Passage fourni »

______________________________

Lili paie aussi 146 € de frais pour leur mutuelle (elle n’a pas voulu utiliser celle que proposait son employeur, chère et peu avantageuse), l’assurance pour leur logement et une assurance décès.
Elle paie aussi 106 € pour les transports, en comptant son abonnement pour les transports en commun et une vingtaine de tickets de métro par mois pour son fils, 70 € de factures courantes, principalement pour l’électricité, et la même somme pour un abonnement Internet ainsi que leurs abonnements téléphoniques.
Pour les vêtements, Lili explique essayer d’acheter d’occasion autant que possible pour son fils, qui grandit vite.

______________________________

Extrait des données »
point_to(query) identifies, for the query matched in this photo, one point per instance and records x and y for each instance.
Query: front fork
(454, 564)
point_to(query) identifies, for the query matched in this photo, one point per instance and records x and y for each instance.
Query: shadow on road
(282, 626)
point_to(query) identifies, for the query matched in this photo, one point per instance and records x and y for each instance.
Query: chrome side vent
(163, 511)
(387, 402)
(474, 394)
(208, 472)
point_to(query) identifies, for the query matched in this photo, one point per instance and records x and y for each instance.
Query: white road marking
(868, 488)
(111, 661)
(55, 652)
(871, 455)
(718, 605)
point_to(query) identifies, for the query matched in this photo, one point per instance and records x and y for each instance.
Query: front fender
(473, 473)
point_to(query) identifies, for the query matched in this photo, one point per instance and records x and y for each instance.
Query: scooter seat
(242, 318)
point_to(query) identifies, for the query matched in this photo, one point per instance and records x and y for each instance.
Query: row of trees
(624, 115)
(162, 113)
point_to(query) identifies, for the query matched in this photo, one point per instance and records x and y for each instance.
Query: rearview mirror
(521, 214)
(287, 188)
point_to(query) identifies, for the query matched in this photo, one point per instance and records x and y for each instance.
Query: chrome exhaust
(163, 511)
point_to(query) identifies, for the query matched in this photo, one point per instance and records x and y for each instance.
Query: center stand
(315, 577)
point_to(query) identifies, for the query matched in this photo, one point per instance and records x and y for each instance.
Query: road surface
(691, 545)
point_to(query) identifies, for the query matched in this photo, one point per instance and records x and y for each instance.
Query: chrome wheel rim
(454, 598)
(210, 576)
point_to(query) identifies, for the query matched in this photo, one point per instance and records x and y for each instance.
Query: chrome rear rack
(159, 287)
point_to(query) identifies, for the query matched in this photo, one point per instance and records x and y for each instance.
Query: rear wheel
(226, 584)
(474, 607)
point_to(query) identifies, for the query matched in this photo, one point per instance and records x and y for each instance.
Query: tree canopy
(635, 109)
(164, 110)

______________________________

Consigne »
D'après le passage fourni, pour quelle raison Lili n'a-t-elle pas voulu utiliser la mutuelle proposée par son employeur ?

Réponse attendue »
Parce que cette mutuelle était chère et peu avantageuse.